* [What to do] Reproduce the passage of the text on opioid overdose deaths starting with "Swartz will analyze" and going on through "and Substance Abuse.".

* [Reading text]
Reducing deaths from opioid overdoses
The Illinois Department of Human Services estimates that 1,826 people died in 2016 from opioid related overdoses —an increase of more than 70 percent compared with 2013. The opioid crisis is a growing problem throughout the state, and across the nation, but the addiction can follow different pathways in different areas.
“Far and away, most overdoses and opioid-related overdose deaths in Illinois are now caused by heroin use, often in combination with potent synthetic opioids such as fentanyl and carfentanyl,” said James Swartz, professor in the Jane Addams College of Social Work. “In states such as Tennessee or Ohio, it’s been more predominantly a problem of prescription opioids, but looking at the data in Illinois, it appears to be increasingly heroin/fentanyl.”
To combat this growing problem, Swartz has been working with the IDHS Division of Alcoholism and Substance Abuse on two aspects of the opioid epidemic in Illinois: reducing the number of deaths from overdoses and gaining a better understanding of the epidemiology of addiction in Illinois.
Improving outcomes from overdose reversal
Naloxone is a substance that temporarily blocks the effects of opioid drugs and has proven successful in reversing opioid overdoses. For the last year, Swartz has been working on a project called “Illinois Prevent Prescription Drug/Opioid Overdose Deaths.” In six Illinois counties known to have high numbers of opioid-related overdoses — Cook, DuPage, Lake, Madison, St. Clair and Will counties — the project has increased the availability of naloxone reversal kits, as well as training in their use.
Sites within these counties have come up with their own approach to implementing the project. Each site is also implementing unique interventions, such as increasing “warm hand-offs” of overdose survivors between the police and other first-responders and health care providers, to encourage increased treatment participation.
Swartz will analyze data collected from each site to determine best practices.
“Each site is almost like a unique laboratory, and we’ll be doing a careful examination of the data to see what practices are most effective for reducing overdoses and overdose-related deaths as well as use of opiates,” he said.
To help achieve that goal, Swartz will collaborate with the UIC Center for Clinical & Translational Sciences to create an Internet-based app that can be accessed on computers or mobile devices to capture information about naloxone administration from first responders and bystanders in the field.
The project is being conducted under a five-year federal grant from the Substance Abuse and Mental Health Services Administration/Center for Substance Abuse Prevention, administered in Illinois byDivision of Alcoholism and Substance Abuse.

* [Extracted data]
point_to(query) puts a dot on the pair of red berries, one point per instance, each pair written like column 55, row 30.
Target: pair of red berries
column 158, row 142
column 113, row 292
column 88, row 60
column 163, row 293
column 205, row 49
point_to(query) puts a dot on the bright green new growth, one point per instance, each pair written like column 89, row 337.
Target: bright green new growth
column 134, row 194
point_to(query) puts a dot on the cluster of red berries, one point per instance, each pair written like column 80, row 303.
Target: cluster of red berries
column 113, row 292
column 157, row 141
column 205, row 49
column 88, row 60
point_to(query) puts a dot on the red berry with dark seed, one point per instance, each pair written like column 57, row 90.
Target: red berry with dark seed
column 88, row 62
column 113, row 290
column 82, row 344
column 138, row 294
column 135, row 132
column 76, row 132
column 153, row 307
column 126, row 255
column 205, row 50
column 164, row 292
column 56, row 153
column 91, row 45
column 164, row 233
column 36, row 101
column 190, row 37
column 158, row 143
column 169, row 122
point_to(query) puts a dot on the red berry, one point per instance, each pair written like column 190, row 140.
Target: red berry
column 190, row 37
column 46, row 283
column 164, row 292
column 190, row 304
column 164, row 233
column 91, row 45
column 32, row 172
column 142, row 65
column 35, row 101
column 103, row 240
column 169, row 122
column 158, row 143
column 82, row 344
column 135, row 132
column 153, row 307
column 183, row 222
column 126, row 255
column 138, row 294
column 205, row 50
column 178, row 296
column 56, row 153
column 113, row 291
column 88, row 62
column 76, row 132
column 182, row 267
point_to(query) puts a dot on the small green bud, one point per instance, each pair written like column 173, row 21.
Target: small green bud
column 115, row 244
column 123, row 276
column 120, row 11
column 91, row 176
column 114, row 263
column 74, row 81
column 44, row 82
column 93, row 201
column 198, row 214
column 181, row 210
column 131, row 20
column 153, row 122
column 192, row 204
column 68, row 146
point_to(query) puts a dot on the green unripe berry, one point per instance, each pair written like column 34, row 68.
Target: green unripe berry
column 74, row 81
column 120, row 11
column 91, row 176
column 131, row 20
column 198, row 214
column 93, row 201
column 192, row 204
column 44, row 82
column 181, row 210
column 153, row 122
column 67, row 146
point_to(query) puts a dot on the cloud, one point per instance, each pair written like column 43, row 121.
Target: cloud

* [Task output]
Swartz will analyze data collected from each site to determine best practices.
“Each site is almost like a unique laboratory, and we’ll be doing a careful examination of the data to see what practices are most effective for reducing overdoses and overdose-related deaths as well as use of opiates,” he said.
To help achieve that goal, Swartz will collaborate with the UIC Center for Clinical & Translational Sciences to create an Internet-based app that can be accessed on computers or mobile devices to capture information about naloxone administration from first responders and bystanders in the field.
The project is being conducted under a five-year federal grant from the Substance Abuse and Mental Health Services Administration/Center for Substance Abuse Prevention, administered in Illinois byDivision of Alcoholism and Substance Abuse.